» SELECTED TEXT:
------------------------------

From Oscar® and Emmy®-nominated filmmaker Kirby Dick (This Film Is Not Yet Rated; Twist of Faith) comes THE INVISIBLE WAR, a groundbreaking investigative documentary about one of America's most shameful and best-kept secrets: the epidemic of rape within the U.S. military. The film paints a startling picture of the extent of the problem - today, a female soldier in combat zones is more likely to be raped by a fellow soldier than killed by enemy fire. Twenty percent of all active-duty female servicewomen are sexually assaulted.

Profoundly moving, the film follows the stories of several idealistic young servicewomen who were raped and then betrayed by their own officers when they courageously came forward to report. Both a rallying cry for the hundreds of thousands of men and women who've been assaulted and a hopeful road map for change, THE INVISIBLE WAR is one of those rare films so powerful it has already helped change military policy.

------------------------------

» Stored data:
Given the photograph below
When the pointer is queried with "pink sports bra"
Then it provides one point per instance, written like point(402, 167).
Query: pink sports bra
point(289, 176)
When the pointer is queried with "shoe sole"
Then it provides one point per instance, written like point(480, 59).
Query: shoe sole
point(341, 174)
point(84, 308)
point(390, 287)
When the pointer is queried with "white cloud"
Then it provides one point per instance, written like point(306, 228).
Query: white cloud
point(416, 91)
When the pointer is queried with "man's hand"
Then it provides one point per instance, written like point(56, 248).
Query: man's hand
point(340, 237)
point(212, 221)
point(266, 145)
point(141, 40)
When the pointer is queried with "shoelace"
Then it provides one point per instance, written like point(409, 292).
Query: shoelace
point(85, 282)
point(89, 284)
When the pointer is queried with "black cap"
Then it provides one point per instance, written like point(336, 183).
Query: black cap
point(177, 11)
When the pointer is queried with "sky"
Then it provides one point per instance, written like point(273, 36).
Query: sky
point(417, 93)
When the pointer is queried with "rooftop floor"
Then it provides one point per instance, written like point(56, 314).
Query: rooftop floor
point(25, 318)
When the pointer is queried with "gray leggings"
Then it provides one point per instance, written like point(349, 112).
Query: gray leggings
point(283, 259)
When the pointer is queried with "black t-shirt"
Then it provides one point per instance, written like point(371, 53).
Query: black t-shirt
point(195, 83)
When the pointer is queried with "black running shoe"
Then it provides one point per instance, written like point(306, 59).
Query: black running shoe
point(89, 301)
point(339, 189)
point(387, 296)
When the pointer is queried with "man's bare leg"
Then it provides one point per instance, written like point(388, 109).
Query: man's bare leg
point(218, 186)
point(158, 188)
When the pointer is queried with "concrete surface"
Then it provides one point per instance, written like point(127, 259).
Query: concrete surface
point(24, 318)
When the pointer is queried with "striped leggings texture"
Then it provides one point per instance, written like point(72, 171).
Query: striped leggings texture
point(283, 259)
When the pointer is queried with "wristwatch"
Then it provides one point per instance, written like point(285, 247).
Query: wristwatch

------------------------------

» REQUIRED ACTION: Pick up the text about the documentary on rape in the U.S. military after its last sentence and continue it. The stored data is separate material and has nothing to do with the text about the documentary.

» WRITTEN RESPONSE:
The Invisible War features interviews with military personnel, lawmakers, and advocates, as well as veterans who have survived assault. The survivors talk about their experiences joining the military, the events surrounding their assaults, and the difficulties they have faced in seeking justice.

One survivor, Seaman Kori Cioca, struggles to earn benefits from the Department of Veterans Affairs to pay for the many medical difficulties that have resulted from her rape. With the help of attorney Susan Burke, Cioca brings a civil suit against the Department of Defense alleging a failure to adequately address sexual assault within the military.

The film also recounts several current and past incidents of sexual abuse, such as the 1991 Navy Tailhook scandal, the 1996 Army Aberdeen scandal, and the 2003 Air Force Academy scandal, and argues that the military has consistently made empty promises to address its high rate of sexual assault. The survivors and advocates featured in the film call for changes to the way the military handles sexual assault, such as shifting prosecution away from unit commanders, who often are either friends with assailants or are assailants themselves.

In 2010, 108,121 veterans screened positive for military sexual trauma, and 68,379 had at least one Veterans Health Administration outpatient visit for related conditions. Also in 2010, The Department of Defense processed reports of 3,198 new assaults but estimated the actual number of assaults to be closer to 19,000. However, these reports only resulted in convictions against 244 perpetrators.